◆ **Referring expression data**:
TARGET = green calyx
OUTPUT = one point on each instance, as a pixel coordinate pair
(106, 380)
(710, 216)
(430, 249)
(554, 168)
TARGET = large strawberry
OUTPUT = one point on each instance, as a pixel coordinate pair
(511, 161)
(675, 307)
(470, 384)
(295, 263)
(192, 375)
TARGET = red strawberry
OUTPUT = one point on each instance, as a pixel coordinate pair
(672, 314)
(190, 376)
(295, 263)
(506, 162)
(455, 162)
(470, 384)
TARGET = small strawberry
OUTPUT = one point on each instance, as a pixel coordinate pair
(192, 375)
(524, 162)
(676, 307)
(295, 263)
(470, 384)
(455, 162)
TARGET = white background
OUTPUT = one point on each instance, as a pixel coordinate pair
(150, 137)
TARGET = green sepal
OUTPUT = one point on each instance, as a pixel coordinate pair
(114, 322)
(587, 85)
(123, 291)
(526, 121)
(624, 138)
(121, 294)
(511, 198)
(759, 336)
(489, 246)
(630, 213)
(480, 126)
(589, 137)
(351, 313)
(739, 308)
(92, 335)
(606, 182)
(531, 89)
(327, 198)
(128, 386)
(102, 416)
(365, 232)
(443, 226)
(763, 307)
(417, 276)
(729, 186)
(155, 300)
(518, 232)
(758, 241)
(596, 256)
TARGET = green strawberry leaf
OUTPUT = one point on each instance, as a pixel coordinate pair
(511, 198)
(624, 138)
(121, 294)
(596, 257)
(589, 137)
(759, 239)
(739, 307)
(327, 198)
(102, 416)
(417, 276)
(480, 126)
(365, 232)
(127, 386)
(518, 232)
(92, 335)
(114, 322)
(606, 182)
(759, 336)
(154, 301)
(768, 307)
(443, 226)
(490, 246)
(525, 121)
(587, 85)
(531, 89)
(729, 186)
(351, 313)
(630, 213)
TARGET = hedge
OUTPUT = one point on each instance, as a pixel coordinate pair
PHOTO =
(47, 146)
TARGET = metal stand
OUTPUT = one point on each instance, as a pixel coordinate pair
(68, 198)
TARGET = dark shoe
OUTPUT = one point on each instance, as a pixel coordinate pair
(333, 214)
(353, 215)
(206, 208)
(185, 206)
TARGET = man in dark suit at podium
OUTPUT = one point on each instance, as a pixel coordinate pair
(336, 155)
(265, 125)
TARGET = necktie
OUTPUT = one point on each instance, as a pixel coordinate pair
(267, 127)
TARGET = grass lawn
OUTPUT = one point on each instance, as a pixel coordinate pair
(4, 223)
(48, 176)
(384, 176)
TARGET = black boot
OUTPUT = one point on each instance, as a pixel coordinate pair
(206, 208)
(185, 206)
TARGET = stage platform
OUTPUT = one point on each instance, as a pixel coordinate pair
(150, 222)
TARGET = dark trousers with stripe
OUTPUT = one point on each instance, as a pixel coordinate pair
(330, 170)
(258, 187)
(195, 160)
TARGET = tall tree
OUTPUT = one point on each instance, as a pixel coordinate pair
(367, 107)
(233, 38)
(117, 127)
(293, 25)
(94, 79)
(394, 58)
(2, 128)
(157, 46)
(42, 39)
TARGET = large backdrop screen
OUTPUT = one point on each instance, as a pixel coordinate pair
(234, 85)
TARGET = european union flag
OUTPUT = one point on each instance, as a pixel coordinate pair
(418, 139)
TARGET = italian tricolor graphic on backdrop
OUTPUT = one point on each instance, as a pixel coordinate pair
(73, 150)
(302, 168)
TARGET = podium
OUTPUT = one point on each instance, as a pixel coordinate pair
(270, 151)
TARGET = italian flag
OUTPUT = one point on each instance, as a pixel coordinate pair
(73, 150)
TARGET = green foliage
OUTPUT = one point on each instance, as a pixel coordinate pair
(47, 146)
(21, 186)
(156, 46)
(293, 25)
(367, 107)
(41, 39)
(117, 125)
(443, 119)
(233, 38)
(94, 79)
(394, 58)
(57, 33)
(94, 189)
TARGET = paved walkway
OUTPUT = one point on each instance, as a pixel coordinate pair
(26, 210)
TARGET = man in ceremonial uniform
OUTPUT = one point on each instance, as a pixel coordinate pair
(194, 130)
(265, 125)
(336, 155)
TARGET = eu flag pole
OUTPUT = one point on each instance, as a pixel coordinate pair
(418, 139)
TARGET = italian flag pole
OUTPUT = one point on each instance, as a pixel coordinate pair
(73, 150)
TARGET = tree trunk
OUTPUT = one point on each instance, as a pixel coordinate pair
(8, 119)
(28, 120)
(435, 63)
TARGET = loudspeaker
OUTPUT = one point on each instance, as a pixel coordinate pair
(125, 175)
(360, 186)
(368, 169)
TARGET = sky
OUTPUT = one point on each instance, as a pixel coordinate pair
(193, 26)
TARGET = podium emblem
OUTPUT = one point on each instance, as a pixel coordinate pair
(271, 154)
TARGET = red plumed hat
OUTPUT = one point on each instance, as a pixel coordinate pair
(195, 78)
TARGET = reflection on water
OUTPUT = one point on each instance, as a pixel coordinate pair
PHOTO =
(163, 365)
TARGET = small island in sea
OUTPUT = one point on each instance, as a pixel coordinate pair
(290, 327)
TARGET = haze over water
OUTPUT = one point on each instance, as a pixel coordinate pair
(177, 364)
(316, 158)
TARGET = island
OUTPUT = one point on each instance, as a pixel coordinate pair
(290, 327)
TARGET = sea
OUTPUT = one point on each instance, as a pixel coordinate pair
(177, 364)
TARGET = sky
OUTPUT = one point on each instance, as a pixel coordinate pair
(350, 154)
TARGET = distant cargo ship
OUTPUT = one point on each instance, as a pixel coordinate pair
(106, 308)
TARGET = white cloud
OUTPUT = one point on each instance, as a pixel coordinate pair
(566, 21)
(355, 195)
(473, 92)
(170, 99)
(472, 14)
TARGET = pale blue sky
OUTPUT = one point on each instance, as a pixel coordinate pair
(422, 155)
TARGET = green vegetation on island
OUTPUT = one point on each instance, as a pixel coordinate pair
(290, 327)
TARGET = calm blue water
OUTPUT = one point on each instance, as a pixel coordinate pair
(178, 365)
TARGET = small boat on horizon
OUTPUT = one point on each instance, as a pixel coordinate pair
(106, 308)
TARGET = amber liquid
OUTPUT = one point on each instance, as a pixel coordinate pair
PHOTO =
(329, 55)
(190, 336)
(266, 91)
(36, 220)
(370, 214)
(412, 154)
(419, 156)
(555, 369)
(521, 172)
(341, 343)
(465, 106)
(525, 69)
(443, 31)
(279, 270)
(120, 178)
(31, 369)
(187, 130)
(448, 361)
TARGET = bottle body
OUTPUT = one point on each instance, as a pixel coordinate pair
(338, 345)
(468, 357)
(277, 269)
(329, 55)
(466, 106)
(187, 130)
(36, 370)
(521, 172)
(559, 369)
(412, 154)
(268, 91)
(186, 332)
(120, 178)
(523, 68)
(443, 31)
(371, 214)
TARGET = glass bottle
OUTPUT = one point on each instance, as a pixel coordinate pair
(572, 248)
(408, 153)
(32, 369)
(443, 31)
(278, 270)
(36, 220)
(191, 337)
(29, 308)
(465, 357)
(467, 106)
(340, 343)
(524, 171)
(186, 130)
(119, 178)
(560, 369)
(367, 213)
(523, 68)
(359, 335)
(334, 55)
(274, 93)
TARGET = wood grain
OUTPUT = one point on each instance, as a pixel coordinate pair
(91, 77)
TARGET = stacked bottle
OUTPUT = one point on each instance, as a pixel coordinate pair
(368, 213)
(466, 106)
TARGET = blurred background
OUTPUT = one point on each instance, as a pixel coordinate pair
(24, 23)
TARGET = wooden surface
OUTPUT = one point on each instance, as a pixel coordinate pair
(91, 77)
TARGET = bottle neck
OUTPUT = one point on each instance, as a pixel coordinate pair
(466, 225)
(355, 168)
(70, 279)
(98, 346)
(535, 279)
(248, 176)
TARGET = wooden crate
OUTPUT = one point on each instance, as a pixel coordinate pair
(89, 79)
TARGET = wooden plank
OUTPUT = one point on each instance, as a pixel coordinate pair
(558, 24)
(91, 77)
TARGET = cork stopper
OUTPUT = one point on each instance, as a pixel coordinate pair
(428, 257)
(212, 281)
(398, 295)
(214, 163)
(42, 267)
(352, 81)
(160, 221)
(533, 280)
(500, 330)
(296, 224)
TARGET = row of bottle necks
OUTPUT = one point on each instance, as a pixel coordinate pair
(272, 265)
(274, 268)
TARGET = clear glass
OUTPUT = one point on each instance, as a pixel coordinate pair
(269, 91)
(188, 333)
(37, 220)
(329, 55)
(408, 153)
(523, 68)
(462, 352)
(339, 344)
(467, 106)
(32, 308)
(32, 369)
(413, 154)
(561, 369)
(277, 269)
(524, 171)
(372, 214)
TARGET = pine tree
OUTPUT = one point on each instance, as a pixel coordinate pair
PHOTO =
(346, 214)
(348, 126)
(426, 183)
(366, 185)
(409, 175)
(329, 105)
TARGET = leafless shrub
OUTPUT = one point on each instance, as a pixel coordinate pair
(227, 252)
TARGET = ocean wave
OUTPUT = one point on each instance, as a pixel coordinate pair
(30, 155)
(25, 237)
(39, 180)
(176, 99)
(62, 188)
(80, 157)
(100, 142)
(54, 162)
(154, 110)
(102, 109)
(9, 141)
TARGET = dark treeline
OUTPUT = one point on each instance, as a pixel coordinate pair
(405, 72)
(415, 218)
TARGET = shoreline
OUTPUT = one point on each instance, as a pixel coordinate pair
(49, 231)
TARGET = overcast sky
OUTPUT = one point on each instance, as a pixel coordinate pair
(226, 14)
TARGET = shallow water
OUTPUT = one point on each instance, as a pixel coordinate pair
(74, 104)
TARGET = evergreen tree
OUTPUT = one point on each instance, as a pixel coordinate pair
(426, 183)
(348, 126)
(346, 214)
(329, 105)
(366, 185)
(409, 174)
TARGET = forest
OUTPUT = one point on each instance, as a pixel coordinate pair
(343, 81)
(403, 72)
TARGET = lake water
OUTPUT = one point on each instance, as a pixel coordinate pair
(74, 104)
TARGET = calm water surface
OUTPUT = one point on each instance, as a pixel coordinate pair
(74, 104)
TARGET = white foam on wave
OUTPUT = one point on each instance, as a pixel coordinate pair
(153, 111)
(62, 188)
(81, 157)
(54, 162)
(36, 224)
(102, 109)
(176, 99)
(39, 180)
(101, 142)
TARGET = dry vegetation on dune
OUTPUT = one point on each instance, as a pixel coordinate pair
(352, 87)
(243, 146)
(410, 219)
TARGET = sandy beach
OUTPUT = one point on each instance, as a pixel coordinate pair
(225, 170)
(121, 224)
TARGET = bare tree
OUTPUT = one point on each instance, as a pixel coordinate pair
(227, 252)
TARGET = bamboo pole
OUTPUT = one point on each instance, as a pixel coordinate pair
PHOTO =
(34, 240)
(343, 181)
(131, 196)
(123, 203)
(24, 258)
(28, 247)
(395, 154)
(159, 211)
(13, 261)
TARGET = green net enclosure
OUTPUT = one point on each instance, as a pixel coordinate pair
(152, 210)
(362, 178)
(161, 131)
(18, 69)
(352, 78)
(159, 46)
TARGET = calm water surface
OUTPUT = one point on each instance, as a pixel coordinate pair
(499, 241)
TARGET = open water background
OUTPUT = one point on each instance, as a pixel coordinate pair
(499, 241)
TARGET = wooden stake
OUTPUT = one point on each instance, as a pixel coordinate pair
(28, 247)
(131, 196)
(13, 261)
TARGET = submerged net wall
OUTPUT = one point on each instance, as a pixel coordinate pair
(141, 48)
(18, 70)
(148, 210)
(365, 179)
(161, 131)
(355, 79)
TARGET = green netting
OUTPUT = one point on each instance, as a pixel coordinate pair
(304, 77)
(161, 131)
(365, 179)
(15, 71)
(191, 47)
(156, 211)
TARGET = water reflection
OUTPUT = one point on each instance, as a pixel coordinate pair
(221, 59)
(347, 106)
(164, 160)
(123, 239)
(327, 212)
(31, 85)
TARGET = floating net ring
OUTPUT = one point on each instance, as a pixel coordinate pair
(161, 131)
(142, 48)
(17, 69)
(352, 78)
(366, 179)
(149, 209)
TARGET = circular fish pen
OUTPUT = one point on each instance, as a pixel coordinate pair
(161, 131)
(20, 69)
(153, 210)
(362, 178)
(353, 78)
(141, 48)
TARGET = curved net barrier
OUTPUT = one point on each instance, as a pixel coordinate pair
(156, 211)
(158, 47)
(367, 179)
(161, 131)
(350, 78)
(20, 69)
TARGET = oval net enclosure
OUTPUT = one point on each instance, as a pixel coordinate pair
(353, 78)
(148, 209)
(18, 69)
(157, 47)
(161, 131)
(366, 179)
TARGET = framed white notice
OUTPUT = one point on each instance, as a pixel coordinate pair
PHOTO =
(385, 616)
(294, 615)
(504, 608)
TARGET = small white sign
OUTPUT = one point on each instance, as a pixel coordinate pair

◆ **Activity**: The first line of the records begins the span, and the line containing "TARGET = green sepal" ends it. Reproduce that span exactly, both ends included.

◆ **Exercise response**:
TARGET = green calyx
OUTPUT = one point on each instance, as a pixel coordinate pair
(106, 380)
(710, 216)
(430, 249)
(554, 168)
TARGET = large strawberry
OUTPUT = one point on each instance, as a pixel coordinate pair
(511, 161)
(675, 307)
(470, 384)
(295, 263)
(192, 375)
TARGET = red strawberry
OUTPUT = one point on each instance, as a pixel coordinate pair
(672, 314)
(190, 376)
(295, 263)
(506, 162)
(455, 162)
(470, 384)
TARGET = small strawberry
OUTPUT = one point on each instance, as a pixel coordinate pair
(192, 375)
(524, 162)
(676, 307)
(295, 263)
(470, 384)
(455, 162)
TARGET = white background
OUTPUT = one point on each instance, as a pixel coordinate pair
(150, 137)
TARGET = green sepal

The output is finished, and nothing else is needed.